# Tasks for this exercise:
#1 Answer these questions from the news article on Prof. Dan Nabudere's death:
(a) Doctors at which hospital prepared the post-mortem report?
(b) At what time on Wednesday did Nabudere succumb?
(c) What do medical experts name as the leading cause of sudden cardiac arrest?
#2 Render this sentence from the news article on Prof. Dan Nabudere's death in Spanish: "Medical experts say coronary heart disease is the leading cause of sudden cardiac arrest."
#3 Write the next part of the news article on Prof. Dan Nabudere's death, picking up after its final sentence.

# Document passage:
*** Begin section ***

MEDICAL ANALYSIS: What Really Killed Nabudere?
The post-mortem of fallen Prof. Dan Nabudere,78, is complete.
A source says the report into what caused the untimely death of Uganda’s top academician was handed over to his immediate family a few hours ago. It was prepared by doctors at Mbale Hospital.
The mysterious death of Nabudere has left tongues wagging following revelations he had not complained of any pains shortly before his death.
Family members were quoted in the media saying despite being diabetic; Nabudere had spent the entire Tuesday jolly before he succumbed to a strange body shock at 2am on Wednesday.
While some have speculated that Nabudere could have died of cardiac arrest or cardiac failure, his family members said they had never seen the old professor complain of heart complications.
Medical experts say coronary heart disease is the leading cause of sudden cardiac arrest. Many other cardiac and non–cardiac conditions also increase one’s risk.

*** End section ***

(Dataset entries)
*** Begin section ***

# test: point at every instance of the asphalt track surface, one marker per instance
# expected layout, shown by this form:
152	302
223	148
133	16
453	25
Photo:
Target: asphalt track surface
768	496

*** End section ***

# Replies:
#1
(a) Mbale Hospital
(b) 2am
(c) Coronary heart disease

#2 Los expertos médicos afirman que la enfermedad coronaria es la principal causa del paro cardíaco súbito.

#3
Cardiac arrest, (also known as cardiopulmonary arrest or circulatory arrest) is the cessation of normal circulation of the blood due to failure of the heart to contract effectively.
Family members said Nabudere asked his wife at 2am to provide him drinking water only to find her hubby dead in less than two minutes.
Experts we talked to say if it was a cardiac arrest, Nabudere would have first complained of breathing difficulty, which did not happen.
A cardiac arrest happens when blood flow to the muscle of the heart is impaired.
Arrested blood circulation prevents delivery of oxygen to the body which causes lack of oxygen to the brain causes loss of consciousness thus abnormal or absent breathing.
Expert information shows brain injury is likely if cardiac arrest goes untreated for more than five minutes.
However, it’s unbelievable that one would take a whole five minutes to deliver a glass of water to Nabudere who was seated just a few metres away from the sitting room. Nevertheless, for the best chance of survival and neurological recovery, immediate and decisive treatment is imperative. Cardiac arrest is a medical emergency that, in certain situations, is potentially reversible if treated early.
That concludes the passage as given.